◆ **PROVIDED DATA**:
-=-=-=-=-

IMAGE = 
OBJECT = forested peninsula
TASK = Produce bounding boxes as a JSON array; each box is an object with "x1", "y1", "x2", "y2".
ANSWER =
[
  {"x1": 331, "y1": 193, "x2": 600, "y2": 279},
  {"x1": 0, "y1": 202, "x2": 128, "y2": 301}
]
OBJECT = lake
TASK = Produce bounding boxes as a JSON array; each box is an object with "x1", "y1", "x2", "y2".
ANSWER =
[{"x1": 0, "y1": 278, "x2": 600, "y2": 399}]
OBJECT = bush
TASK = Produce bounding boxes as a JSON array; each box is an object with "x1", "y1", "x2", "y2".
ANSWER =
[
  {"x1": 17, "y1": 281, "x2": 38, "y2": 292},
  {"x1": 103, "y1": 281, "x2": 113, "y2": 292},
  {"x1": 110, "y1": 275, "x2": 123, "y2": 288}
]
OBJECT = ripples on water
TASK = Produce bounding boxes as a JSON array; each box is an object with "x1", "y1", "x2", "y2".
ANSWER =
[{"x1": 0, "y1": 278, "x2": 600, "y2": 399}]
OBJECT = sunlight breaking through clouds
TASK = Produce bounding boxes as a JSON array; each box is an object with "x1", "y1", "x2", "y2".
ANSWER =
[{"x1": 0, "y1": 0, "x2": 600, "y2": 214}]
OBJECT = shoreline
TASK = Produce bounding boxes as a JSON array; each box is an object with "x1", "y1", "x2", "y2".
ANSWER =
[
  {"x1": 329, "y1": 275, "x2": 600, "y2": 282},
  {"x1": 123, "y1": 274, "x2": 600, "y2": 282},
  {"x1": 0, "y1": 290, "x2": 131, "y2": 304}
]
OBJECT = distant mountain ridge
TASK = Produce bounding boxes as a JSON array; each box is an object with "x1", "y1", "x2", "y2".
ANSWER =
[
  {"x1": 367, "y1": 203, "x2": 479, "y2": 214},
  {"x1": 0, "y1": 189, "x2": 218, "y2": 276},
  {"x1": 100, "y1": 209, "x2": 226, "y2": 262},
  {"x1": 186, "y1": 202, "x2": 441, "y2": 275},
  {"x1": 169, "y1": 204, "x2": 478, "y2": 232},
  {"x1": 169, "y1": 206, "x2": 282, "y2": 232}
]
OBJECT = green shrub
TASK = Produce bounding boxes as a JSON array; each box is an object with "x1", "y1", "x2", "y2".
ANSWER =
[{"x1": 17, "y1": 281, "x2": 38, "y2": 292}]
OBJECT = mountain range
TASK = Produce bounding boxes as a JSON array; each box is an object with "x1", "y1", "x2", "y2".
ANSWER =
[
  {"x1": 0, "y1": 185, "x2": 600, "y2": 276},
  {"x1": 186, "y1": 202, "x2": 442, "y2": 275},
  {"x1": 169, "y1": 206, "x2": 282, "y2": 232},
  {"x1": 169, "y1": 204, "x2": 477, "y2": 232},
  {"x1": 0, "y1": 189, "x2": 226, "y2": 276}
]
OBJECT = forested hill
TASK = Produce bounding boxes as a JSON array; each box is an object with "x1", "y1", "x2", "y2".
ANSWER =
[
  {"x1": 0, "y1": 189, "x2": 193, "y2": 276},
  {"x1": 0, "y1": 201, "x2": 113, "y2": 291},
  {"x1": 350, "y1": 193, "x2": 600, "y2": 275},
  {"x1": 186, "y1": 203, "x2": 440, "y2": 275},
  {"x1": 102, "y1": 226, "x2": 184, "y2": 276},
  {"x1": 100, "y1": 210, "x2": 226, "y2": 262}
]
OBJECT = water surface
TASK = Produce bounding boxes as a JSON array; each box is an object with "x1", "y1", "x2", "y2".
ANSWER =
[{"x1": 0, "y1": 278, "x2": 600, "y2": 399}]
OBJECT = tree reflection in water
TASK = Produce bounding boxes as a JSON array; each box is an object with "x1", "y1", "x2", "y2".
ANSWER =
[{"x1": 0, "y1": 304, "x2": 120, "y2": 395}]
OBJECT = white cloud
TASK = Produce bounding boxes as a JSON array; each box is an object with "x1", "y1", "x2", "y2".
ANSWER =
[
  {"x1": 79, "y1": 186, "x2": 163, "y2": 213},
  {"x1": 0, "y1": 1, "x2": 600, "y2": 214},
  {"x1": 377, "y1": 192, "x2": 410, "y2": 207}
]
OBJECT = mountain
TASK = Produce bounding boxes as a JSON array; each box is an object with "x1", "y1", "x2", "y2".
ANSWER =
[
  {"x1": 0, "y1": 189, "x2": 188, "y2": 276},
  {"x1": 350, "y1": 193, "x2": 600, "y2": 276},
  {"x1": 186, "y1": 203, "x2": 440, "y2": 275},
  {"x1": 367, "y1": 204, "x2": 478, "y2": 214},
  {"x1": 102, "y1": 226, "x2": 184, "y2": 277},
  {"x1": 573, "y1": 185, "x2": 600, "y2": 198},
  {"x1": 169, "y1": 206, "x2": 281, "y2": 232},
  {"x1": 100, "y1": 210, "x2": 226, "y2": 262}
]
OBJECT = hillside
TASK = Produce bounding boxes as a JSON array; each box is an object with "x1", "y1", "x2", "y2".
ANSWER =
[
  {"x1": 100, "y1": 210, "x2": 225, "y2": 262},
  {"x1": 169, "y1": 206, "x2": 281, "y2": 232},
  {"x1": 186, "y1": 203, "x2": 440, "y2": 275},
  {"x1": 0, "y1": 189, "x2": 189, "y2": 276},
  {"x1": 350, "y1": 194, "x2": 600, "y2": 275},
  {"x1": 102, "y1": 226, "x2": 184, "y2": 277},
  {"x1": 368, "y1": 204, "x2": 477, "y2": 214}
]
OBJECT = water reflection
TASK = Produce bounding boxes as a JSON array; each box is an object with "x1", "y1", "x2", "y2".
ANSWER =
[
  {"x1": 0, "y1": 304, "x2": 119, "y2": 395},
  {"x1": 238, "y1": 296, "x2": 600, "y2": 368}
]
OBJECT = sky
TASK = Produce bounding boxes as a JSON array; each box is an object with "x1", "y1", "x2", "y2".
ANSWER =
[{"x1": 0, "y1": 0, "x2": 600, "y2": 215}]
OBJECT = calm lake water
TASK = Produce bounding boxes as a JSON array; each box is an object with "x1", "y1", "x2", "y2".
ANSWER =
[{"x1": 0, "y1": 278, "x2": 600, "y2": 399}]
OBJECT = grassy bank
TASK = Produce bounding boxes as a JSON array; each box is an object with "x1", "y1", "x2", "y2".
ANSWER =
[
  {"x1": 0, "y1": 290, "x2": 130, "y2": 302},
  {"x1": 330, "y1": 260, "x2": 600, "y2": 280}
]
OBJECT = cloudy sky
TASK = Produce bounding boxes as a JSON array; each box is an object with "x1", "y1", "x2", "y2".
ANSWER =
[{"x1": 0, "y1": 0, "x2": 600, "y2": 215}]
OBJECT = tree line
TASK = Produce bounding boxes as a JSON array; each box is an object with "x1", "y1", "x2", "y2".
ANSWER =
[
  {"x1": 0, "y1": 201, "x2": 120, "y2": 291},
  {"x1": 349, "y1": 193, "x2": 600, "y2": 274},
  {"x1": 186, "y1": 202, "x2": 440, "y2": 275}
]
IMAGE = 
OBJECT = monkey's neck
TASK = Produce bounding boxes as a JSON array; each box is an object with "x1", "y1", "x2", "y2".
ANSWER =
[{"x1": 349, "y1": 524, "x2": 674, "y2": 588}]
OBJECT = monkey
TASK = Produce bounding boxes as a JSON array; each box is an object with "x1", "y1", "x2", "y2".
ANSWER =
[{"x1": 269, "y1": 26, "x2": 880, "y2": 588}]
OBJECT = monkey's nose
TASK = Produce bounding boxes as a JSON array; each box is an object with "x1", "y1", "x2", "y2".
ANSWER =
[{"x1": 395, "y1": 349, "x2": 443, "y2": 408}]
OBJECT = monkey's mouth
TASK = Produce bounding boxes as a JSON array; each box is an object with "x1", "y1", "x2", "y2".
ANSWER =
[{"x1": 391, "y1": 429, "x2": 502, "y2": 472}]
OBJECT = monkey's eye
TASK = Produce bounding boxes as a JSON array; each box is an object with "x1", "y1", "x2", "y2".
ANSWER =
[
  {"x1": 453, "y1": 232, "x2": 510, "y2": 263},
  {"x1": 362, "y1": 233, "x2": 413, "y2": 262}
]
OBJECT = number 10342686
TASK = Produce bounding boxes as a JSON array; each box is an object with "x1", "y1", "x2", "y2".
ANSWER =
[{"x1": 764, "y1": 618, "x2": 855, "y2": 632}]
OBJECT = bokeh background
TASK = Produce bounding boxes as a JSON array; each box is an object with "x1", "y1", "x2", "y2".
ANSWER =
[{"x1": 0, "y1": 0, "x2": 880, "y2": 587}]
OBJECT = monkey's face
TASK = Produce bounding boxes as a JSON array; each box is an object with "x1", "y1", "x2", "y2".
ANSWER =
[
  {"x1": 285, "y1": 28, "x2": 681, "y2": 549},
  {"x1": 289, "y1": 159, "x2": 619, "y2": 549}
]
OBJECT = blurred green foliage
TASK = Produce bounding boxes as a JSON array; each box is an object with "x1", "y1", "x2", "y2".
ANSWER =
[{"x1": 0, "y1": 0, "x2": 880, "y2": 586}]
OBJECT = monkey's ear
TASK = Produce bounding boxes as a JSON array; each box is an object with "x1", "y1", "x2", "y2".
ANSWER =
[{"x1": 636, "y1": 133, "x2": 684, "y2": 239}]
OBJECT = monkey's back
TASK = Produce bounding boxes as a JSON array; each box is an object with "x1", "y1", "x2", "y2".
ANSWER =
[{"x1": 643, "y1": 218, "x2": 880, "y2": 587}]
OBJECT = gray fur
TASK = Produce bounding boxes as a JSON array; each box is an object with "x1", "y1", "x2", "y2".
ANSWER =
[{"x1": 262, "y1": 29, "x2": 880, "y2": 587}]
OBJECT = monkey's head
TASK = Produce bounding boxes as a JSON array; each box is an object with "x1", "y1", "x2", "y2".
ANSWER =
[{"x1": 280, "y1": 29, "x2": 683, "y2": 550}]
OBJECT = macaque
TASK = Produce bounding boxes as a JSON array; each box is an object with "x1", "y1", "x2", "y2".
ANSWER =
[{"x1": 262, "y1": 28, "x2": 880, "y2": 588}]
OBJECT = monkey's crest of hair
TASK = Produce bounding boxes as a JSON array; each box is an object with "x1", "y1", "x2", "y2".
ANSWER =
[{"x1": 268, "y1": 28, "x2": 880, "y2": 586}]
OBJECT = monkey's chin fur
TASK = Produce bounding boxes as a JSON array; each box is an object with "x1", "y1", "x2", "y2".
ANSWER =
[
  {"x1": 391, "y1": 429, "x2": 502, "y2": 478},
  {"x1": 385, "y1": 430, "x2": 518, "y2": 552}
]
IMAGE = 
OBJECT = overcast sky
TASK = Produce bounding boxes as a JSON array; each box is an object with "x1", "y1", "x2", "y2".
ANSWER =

-=-=-=-=-

◆ **DO THIS**: State how many lines of the data above contain the string "forested", treating uppercase and lowercase as different, and give only the number.

◆ **EXERCISE SOLUTION**: 2